◆ **WHAT IS REQUIRED**: Within the entries below, find the portion that opens with the line containing "wing in the image above." and closes with the line containing "beak in the image above.". Retype that portion exactly and only.
*** Opening of INPUT DATA ***
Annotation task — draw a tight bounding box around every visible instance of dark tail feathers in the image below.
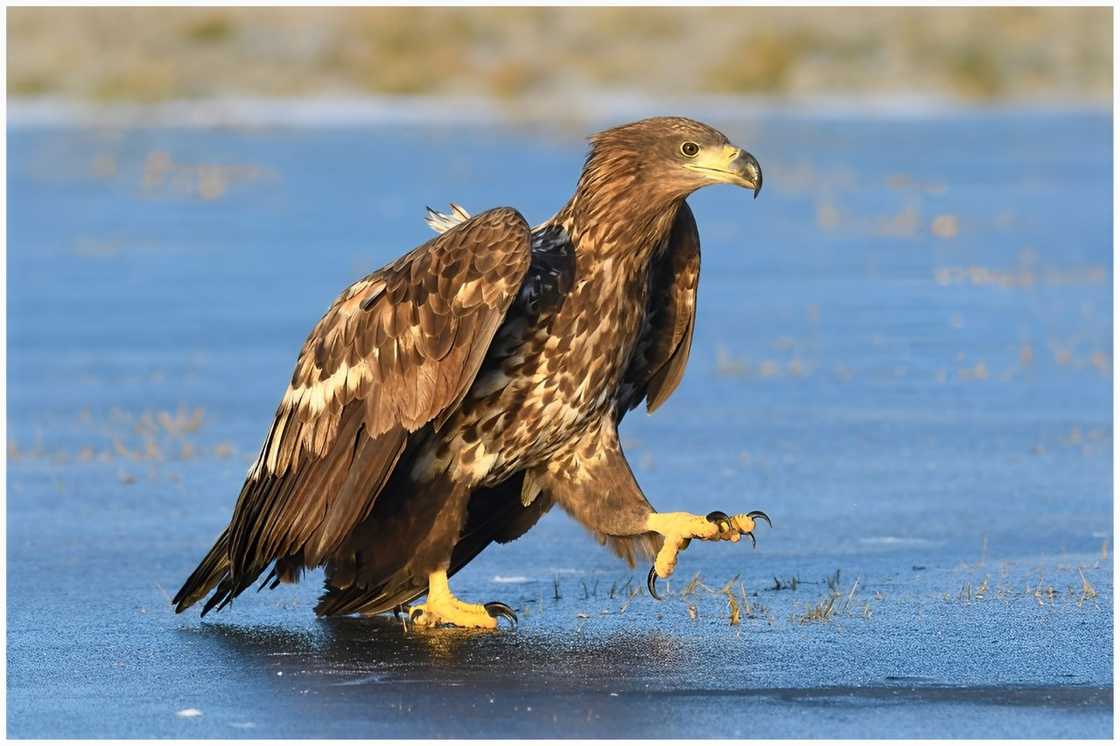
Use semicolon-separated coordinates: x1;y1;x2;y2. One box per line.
172;527;233;616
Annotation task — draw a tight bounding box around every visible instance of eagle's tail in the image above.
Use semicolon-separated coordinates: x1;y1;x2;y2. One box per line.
172;527;232;615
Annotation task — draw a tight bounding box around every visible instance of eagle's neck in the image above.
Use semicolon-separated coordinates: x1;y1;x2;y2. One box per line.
548;184;681;365
554;140;689;270
558;182;683;271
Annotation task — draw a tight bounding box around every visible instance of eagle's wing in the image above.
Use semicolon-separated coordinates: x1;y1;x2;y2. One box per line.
427;200;700;416
621;200;701;414
174;207;531;614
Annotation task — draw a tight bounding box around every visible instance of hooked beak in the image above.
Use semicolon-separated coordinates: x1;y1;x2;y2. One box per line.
684;145;763;199
731;149;763;199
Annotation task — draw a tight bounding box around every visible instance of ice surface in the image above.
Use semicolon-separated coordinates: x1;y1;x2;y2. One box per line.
*** Close of INPUT DATA ***
◆ **WRITTEN REPLY**:
Annotation task — draw a tight bounding box around every visible instance of eagle's wing in the image above.
Use semicolon-separated coordinates: x1;y1;x2;y2. One box per line.
427;200;700;416
621;200;701;414
174;207;531;614
Annotation task — draw a tight bounding box around every visible instance of hooked beak in the image above.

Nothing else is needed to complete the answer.